# start of Input rows
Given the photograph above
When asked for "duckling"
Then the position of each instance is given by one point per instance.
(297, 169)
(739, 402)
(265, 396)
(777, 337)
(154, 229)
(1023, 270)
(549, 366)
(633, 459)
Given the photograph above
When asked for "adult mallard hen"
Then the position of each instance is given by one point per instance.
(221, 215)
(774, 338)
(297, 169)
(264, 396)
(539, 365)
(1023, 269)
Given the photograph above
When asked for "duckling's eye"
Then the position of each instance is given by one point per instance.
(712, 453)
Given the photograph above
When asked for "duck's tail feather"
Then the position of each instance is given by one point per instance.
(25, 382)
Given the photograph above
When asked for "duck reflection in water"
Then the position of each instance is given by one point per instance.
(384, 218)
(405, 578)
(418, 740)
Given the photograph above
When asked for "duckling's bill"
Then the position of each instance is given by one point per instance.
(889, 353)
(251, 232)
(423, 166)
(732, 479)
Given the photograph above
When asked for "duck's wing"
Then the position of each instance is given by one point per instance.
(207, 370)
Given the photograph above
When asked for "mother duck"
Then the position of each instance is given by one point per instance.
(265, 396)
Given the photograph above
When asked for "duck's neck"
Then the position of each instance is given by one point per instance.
# end of Input rows
● Required task
Please list every line of the material above that contains the string "asked".

● Written response
When asked for "duckling"
When asked for "adult mallard hen"
When asked for "duckling's eye"
When asked for "duck's tail feather"
When asked for "duck reflection in water"
When asked for "duckling's bill"
When asked for "duck's wing"
When asked for "mother duck"
When asked for "duck's neck"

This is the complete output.